Consignes:
• a. Relevez, dans le texte sur l'éducation et la mondialisation, les maux auxquels est condamné, selon le document du GIAN, celui qui n'a pas accès à une bonne éducation scolaire.
• b. Extrayez du texte sur l'éducation et la mondialisation le passage compris entre « Nous pourrons enfin, dans » et « de ce droit. », bornes incluses.
──────── Texte fourni ────────
Dans deux analyses précédentes, nous avons abordé ce que nous nous sommes donné comme thème directeur de cette année, à savoir « vers une mondialisation juste et solidaire », d’une part à partir de l’exemple de Bruxelles, observatoire et laboratoire de la mondialisation, d’autre part à partir de l’essor économique et humain du « Sud »[3]. Dans toutes deux, la question de l’éducation est apparue comme de toute première importance. Nous voudrions maintenant la traiter pour elle-même, comme pièce maîtresse et élément déterminant de cette « bonne » mondialisation que nous croyons possible et que nous voulons faire advenir.

Une brève introduction, inspirée du document du GIAN, devrait montrer comment la question de l’éducation se pose avec une acuité spécifique aujourd’hui, dans le contexte de la mondialisation. Nous rappellerons ensuite comment le droit à l’éducation est reconnu et affirmé par la communauté internationale et, en contraste, nous ferons un rapide état des lieux actuel.

Nous pourrons enfin, dans une réflexion plus approfondie, essayer de définir ce qu’il faut entendre par une « éducation de qualité », en quoi consiste le droit à une telle éducation et quelles sont les conditions d’une mise en œuvre effective de ce droit.

L’éducation dans un monde globalisé
 

Se référant assez naturellement à la tradition de la Compagnie de Jésus qui, dès la seconde moitié du XVIe siècle, ouvrit un peu partout en Europe et dans le reste du monde des collèges pour l’éducation de la jeunesse, le document du GIAN note avec justesse : « Cependant à cette époque, l’immense majorité de la population était analphabète, recevait son éducation familiale et sociale et apprenait son métier sans aller à l’école. L’éducation scolaire était réservée à une minorité et le reste de la population n’en sentait pas la nécessité pour la vie » (13). Ce n’est en effet que progressivement que l’éducation scolaire s’est généralisée et, aujourd’hui encore, en pas mal d’endroits du monde, une plus grande partie des populations n’a pas fréquenté ou ne fréquente pas l’école. Il ne faudrait d’ailleurs pas sous-estimer l’importance et la qualité du bagage pratique et humain qui se transmet à travers la famille plus ou moins élargie. On pense en particulier à la sagesse des « peuples premiers »[4]. Nous reviendrons plus loin sur le contenu de l’éducation, question complexe, qui ne peut se réduire à l’apprentissage de savoirs universels. Il n’en reste pas moins que cette remarque fait percevoir la singularité de notre temps. « Le monde est autre aujourd’hui, dans la ‘société de la connaissance’ et la réalité globalisée du XXIe siècle. Aujourd’hui, celui qui n’a pas accès à une bonne éducation scolaire d’au moins douze ans est d’emblée dans l’impossibilité de se développer comme personne et de se réaliser dans cette société en ayant accès à des biens d’une importance vitale ; il est condamné à la pauvreté, au chômage et à la discrimination » (14). Nous souscrivons pleinement à cette affirmation. Elle entend fixer un objectif, dont on peut dire que sa légitimité – le droit à l’éducation – est aujourd’hui reconnue par la conscience universelle mais qu’on est encore bien loin de le réaliser dans les faits.
──────── Extraits des entrées ────────
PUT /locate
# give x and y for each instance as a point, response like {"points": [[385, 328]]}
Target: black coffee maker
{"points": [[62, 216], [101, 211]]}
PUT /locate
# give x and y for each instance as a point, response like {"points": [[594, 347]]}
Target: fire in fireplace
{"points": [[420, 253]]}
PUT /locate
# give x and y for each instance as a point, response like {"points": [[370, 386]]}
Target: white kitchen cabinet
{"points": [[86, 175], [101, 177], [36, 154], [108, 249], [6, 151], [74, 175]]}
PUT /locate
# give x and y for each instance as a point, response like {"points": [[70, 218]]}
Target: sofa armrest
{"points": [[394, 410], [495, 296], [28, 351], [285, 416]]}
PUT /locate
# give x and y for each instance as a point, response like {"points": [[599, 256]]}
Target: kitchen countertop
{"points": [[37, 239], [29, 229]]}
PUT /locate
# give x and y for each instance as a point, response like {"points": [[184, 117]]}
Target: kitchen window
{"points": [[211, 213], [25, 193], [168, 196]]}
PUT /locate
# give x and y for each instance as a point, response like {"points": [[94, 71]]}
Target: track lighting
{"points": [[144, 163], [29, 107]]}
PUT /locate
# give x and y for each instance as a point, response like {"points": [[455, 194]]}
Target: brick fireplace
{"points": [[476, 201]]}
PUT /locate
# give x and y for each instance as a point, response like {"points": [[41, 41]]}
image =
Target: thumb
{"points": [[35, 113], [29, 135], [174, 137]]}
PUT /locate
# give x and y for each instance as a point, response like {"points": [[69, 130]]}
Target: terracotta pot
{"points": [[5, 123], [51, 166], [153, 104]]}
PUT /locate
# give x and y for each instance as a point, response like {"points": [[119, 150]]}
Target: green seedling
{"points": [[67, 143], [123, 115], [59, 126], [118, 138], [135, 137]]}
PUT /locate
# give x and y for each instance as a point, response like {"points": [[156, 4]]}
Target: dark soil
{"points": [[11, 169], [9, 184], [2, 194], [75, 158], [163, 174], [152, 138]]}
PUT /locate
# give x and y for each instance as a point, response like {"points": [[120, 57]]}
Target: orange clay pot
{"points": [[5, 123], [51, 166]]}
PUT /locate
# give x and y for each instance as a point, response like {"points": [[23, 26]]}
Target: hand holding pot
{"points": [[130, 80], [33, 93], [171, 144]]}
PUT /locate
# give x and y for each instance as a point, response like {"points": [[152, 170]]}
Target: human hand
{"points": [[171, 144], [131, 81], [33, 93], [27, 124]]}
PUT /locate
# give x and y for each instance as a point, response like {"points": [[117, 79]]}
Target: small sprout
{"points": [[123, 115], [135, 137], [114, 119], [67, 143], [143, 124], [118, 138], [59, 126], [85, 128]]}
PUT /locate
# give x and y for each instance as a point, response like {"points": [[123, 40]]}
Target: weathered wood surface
────────
Réponses:
• a.
- la pauvreté
- le chômage
- la discrimination

• b.
Nous pourrons enfin, dans une réflexion plus approfondie, essayer de définir ce qu’il faut entendre par une « éducation de qualité », en quoi consiste le droit à une telle éducation et quelles sont les conditions d’une mise en œuvre effective de ce droit.